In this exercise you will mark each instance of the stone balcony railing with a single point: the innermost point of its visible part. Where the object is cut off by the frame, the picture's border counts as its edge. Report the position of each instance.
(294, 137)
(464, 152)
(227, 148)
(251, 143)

Directions for this task - Rewrite the data above as a numbered list, one line per item, with blank lines left out.

The completed task -
1. In this exercise you will mark each instance of the stone balcony railing with a single point: the innermost point of its visible part. Where the object is cut off by the frame, the picture's border counts as its edge. Report the position of each instance.
2. (294, 137)
3. (464, 152)
4. (227, 148)
5. (251, 143)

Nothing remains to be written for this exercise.